▸ Data to use
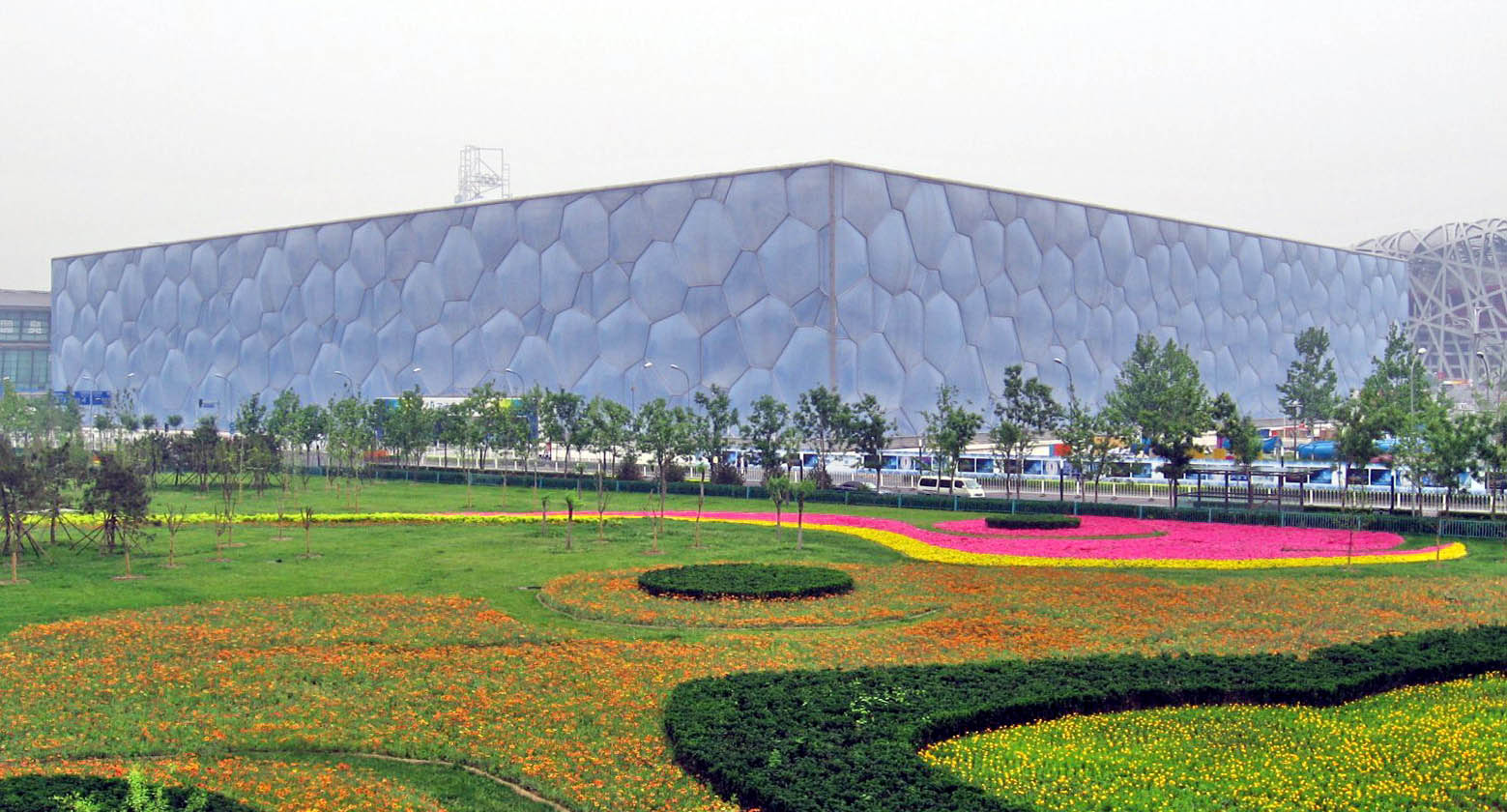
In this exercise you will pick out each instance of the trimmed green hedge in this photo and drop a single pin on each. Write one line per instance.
(746, 580)
(37, 793)
(849, 740)
(1031, 522)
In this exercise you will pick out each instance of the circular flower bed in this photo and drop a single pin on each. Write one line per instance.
(1031, 522)
(744, 580)
(892, 593)
(40, 793)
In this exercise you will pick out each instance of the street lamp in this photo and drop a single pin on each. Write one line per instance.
(1072, 392)
(225, 392)
(350, 385)
(418, 383)
(1486, 363)
(514, 372)
(1412, 391)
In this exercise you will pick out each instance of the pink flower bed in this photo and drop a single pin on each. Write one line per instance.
(1180, 539)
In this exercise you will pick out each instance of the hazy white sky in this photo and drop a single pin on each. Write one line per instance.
(157, 121)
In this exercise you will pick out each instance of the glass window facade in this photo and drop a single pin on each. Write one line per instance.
(26, 368)
(24, 326)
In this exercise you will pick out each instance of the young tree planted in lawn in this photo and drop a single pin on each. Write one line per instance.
(949, 429)
(609, 429)
(564, 420)
(719, 420)
(118, 496)
(1025, 413)
(21, 490)
(765, 431)
(870, 434)
(665, 433)
(825, 420)
(1159, 393)
(409, 428)
(174, 520)
(1308, 393)
(800, 491)
(778, 490)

▸ Task
Can you write out every line of the entries above again, instruction lines included, but add 33 to both numbers of each pin coordinate in the answers? Leave the pictures out.

▸ Result
In this exercise you will pick out each instance of the trimmed green hedge in this photo and drop a single pin on each. Write one line per instance.
(779, 613)
(70, 826)
(882, 773)
(1064, 555)
In this exercise you will pick out each instance of the circular flower bed in this photo and drop a single pin on each. Write one line per instance.
(1064, 555)
(777, 613)
(925, 626)
(73, 826)
In this exercise you will pick out each instance of the street lamp in this photo and drop a single pin on each. Write one line per instance.
(1105, 425)
(258, 425)
(383, 418)
(451, 416)
(1519, 396)
(547, 405)
(1445, 424)
In this exercise you will pick out each instance of the pink flower bed in this photo and drop a single pin on each. Write one line per instance.
(1213, 572)
In this exercise you will pick out each instance of the hazy white sky in this photo and drop a single pin on each. Write one line per instance.
(190, 154)
In this exercise you will pick out each instance of the glass window facade in this photo and drop a single pin on each. Write one line per instance.
(59, 401)
(57, 359)
In this exercise you will pick out each instance of the young tree planted in lawn in this photo and drop a single pin on each. Write one line per instance.
(982, 462)
(642, 462)
(597, 453)
(752, 453)
(151, 529)
(1058, 446)
(54, 523)
(798, 464)
(903, 467)
(698, 466)
(858, 453)
(1192, 426)
(442, 461)
(207, 553)
(1341, 426)
(833, 524)
(811, 523)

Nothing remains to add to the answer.